The problem -> In the copy, leave out the pictures and repeat all records exactly.

Information shown ->

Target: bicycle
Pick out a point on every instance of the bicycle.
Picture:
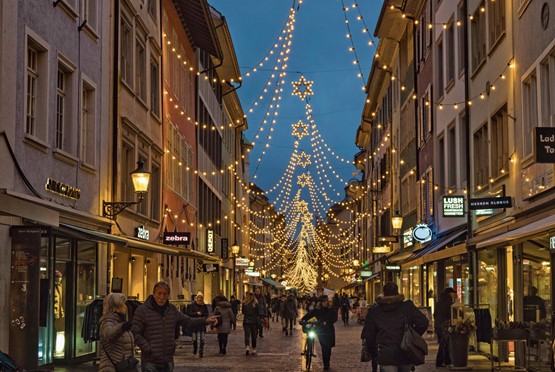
(310, 329)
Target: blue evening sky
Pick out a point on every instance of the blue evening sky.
(320, 51)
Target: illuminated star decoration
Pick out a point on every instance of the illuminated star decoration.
(302, 88)
(300, 129)
(304, 160)
(303, 180)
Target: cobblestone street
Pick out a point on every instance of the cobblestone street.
(277, 352)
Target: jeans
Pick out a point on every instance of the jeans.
(157, 367)
(251, 332)
(405, 368)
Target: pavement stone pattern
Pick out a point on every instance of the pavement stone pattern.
(277, 352)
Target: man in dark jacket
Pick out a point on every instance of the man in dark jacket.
(326, 315)
(442, 317)
(154, 325)
(262, 310)
(386, 326)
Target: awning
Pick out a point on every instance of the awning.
(87, 234)
(421, 256)
(517, 234)
(273, 283)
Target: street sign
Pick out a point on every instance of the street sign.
(490, 203)
(544, 150)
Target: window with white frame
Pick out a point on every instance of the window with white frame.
(460, 36)
(452, 157)
(64, 138)
(154, 87)
(89, 13)
(140, 69)
(499, 143)
(478, 38)
(547, 93)
(88, 124)
(126, 51)
(450, 52)
(481, 156)
(496, 21)
(440, 68)
(36, 90)
(529, 111)
(408, 192)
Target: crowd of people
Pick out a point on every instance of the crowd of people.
(157, 323)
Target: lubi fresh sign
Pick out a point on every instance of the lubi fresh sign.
(453, 206)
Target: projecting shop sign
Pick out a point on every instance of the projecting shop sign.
(545, 144)
(490, 203)
(453, 206)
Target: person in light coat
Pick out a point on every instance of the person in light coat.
(116, 340)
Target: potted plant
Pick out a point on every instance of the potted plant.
(459, 332)
(505, 330)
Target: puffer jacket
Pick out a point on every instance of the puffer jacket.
(386, 326)
(114, 341)
(227, 316)
(250, 314)
(155, 333)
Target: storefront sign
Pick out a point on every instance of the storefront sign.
(177, 238)
(381, 249)
(225, 248)
(490, 203)
(142, 233)
(422, 233)
(210, 268)
(453, 206)
(62, 189)
(545, 145)
(240, 261)
(210, 241)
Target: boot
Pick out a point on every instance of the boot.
(201, 349)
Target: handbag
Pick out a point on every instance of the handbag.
(365, 354)
(128, 364)
(413, 345)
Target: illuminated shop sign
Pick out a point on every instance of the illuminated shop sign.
(177, 238)
(62, 189)
(453, 206)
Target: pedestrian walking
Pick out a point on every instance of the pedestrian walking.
(262, 311)
(225, 320)
(116, 340)
(442, 317)
(250, 322)
(235, 308)
(154, 325)
(345, 306)
(386, 326)
(198, 309)
(326, 316)
(290, 313)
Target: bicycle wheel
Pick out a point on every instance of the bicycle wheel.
(309, 352)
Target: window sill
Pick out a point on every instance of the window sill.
(36, 143)
(88, 167)
(65, 157)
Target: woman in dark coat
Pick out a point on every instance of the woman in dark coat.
(227, 318)
(326, 315)
(198, 309)
(386, 326)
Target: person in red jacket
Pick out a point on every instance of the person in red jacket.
(154, 325)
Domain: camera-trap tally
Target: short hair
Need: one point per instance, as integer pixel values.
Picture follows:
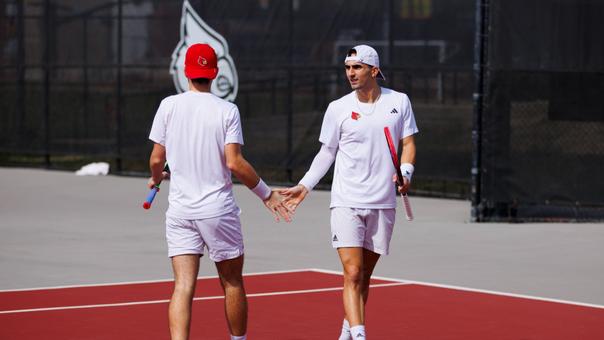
(201, 81)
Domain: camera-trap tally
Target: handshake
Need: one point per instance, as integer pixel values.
(282, 203)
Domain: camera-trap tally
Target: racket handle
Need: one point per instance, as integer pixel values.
(150, 197)
(407, 205)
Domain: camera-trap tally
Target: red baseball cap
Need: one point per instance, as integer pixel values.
(200, 62)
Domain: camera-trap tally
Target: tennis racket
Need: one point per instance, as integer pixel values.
(153, 192)
(399, 175)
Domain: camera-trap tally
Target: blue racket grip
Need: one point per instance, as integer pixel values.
(150, 197)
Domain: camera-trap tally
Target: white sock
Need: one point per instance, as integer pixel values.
(345, 335)
(358, 332)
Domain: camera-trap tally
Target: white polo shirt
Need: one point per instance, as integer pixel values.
(363, 170)
(194, 127)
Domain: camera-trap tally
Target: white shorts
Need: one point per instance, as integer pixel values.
(221, 235)
(367, 228)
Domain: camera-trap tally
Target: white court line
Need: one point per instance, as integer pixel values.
(492, 292)
(291, 292)
(325, 271)
(124, 283)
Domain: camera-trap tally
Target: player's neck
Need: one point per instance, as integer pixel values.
(369, 95)
(199, 88)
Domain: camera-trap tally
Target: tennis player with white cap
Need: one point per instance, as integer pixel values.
(363, 196)
(199, 134)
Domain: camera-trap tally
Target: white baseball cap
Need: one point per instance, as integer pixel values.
(367, 55)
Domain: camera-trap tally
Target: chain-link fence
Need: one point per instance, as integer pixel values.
(81, 80)
(540, 115)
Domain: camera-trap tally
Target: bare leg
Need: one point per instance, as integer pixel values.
(369, 261)
(352, 263)
(235, 302)
(186, 268)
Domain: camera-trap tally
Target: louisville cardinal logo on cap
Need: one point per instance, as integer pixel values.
(193, 30)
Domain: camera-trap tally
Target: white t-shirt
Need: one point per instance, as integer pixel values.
(194, 127)
(363, 170)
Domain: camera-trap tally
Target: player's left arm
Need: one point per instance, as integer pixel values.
(157, 161)
(407, 161)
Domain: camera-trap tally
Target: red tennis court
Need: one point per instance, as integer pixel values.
(293, 305)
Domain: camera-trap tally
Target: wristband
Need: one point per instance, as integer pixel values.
(407, 170)
(262, 190)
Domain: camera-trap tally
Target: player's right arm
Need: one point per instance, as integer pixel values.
(244, 171)
(319, 167)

Task output ->
Target: bicycle
Pick out a point on every instance of the bicycle.
Picture:
(310, 329)
Target: blue evening sky
Pick out a point on every instance of the blue evening sky.
(320, 51)
Target: illuminated star decoration
Pick out a point on every instance of the illuminated star decoration.
(302, 88)
(300, 129)
(304, 160)
(303, 180)
Target: cobblestone street
Pick out a point on every instance of the cobblestone street.
(277, 352)
Target: jeans
Pick out a point on every instance of the jeans.
(157, 367)
(251, 332)
(405, 368)
Target: pavement stone pattern
Pick out a point on every instance of the pavement stone pattern.
(277, 352)
Target: man in dark jacket
Pick out a point on every instance of the man in dark jacket.
(326, 315)
(442, 317)
(154, 325)
(262, 310)
(386, 326)
Target: awning
Pick out a point on every instance of the awning.
(87, 234)
(421, 256)
(517, 234)
(273, 283)
Target: street sign
Pick out a point on every instance of the street sign.
(490, 203)
(544, 150)
Target: window with white frame
Pick out a point on every instance of the window with white frame.
(460, 36)
(452, 157)
(64, 138)
(154, 87)
(89, 13)
(140, 69)
(499, 143)
(478, 38)
(547, 93)
(88, 124)
(126, 51)
(450, 52)
(481, 156)
(496, 21)
(440, 68)
(36, 90)
(529, 111)
(408, 192)
Target: crowd of people
Pick out a point on every instance of the crowd of people.
(157, 323)
Target: lubi fresh sign
Pick out a point on every instance of the lubi fresh sign.
(453, 206)
Target: projecting shop sign
Pick out a point on every instance of the projecting shop sign.
(545, 144)
(490, 203)
(453, 206)
Target: person in light coat
Pick out a point on every instance of the person in light coat.
(116, 340)
Target: potted plant
Pick out a point on every instance of the potted plant.
(459, 332)
(505, 330)
Target: puffer jacket
Pick out a point on every instance of the puffer jacket.
(386, 326)
(114, 341)
(227, 316)
(250, 314)
(155, 333)
Target: storefront sign
Pick out a point on every instance of the storefront sign.
(177, 238)
(381, 249)
(225, 248)
(490, 203)
(142, 233)
(422, 233)
(210, 268)
(453, 206)
(62, 189)
(545, 145)
(240, 261)
(210, 241)
Target: boot
Pick out a point on every instance of the boot.
(201, 349)
Target: handbag
Pick out a point on every instance of the handbag.
(365, 354)
(128, 364)
(413, 345)
Target: illuminated shop sign
Pick out a point on every instance of the illuminated shop sign.
(177, 238)
(62, 189)
(453, 206)
Target: pedestrian walking
Pick out a point on every instance of the pedestrian walking.
(262, 311)
(225, 320)
(116, 340)
(442, 317)
(250, 322)
(235, 308)
(154, 325)
(345, 306)
(386, 326)
(198, 309)
(326, 316)
(290, 313)
Target: bicycle wheel
Pick out a point on every instance of the bicycle wheel.
(309, 352)
Target: window sill
Pick out a point on every instance of the window sill.
(36, 143)
(88, 167)
(65, 157)
Target: woman in dark coat
Pick out a point on every instance of the woman in dark coat.
(227, 318)
(326, 315)
(198, 309)
(386, 326)
Target: person in red jacket
Pick out a point on every instance of the person in red jacket.
(154, 325)
Domain: camera-trap tally
Target: short hair
Need: one point per instance, as integer pixel values.
Picture follows:
(201, 81)
Domain: camera-trap tally
Target: handshake
Need: one point per instance, as integer pixel values.
(282, 203)
Domain: camera-trap tally
Target: racket handle
Need: one point per instance, as integer pixel values.
(150, 197)
(407, 205)
Domain: camera-trap tally
Target: red baseball cap
Need: one point per instance, as integer pixel values.
(200, 62)
Domain: camera-trap tally
Target: tennis racket
Need: one point per instance, as integer pixel values.
(153, 192)
(399, 175)
Domain: camera-trap tally
Target: blue racket grip
Need: one point per instance, as integer pixel values.
(150, 197)
Domain: camera-trap tally
Target: white sock
Need: one point per instance, as integer pixel values.
(345, 335)
(358, 332)
Domain: camera-trap tally
Target: white polo shirt
Need: one point per instance, as integer pixel values.
(363, 170)
(194, 127)
Domain: camera-trap tally
Target: white shorts
Need: one point per instance, as integer pixel values.
(221, 235)
(367, 228)
Domain: camera-trap tally
Target: white court line
Need: one point per instance, as integer pixel values.
(492, 292)
(291, 292)
(325, 271)
(124, 283)
Domain: camera-trap tally
Target: player's neck
Need: one point per instance, as integer pixel values.
(369, 95)
(199, 88)
Domain: camera-trap tally
Target: tennis player with white cap
Need: one point per instance, as integer pixel values.
(363, 196)
(199, 134)
Domain: camera-trap tally
Target: white baseball cap
Need: one point per instance, as integer pixel values.
(367, 55)
Domain: camera-trap tally
Target: chain-link fence
Need: one point per instance, as integer pixel values.
(81, 80)
(540, 115)
Domain: camera-trap tally
Target: bare leg
Need: one point per instance, as integer pixel values.
(369, 261)
(352, 263)
(235, 302)
(186, 268)
Domain: camera-trap tally
Target: louisville cardinal logo on cap
Need: one point per instance, as integer pixel values.
(193, 30)
Domain: camera-trap tally
Target: white t-shirt
Need: one point per instance, as integer pixel values.
(194, 127)
(363, 170)
Domain: camera-trap tally
Target: player's left arm
Need: one point per instance, as integer pixel values.
(157, 161)
(407, 161)
Domain: camera-trap tally
Target: red tennis court
Need: one point per instance, as integer pixel values.
(293, 305)
Domain: camera-trap tally
Target: wristband
Need: one point per instance, as integer pixel values.
(407, 170)
(262, 190)
Domain: camera-trap tally
Target: player's right arm
Need: one point per instance, as integer pixel values.
(244, 171)
(319, 167)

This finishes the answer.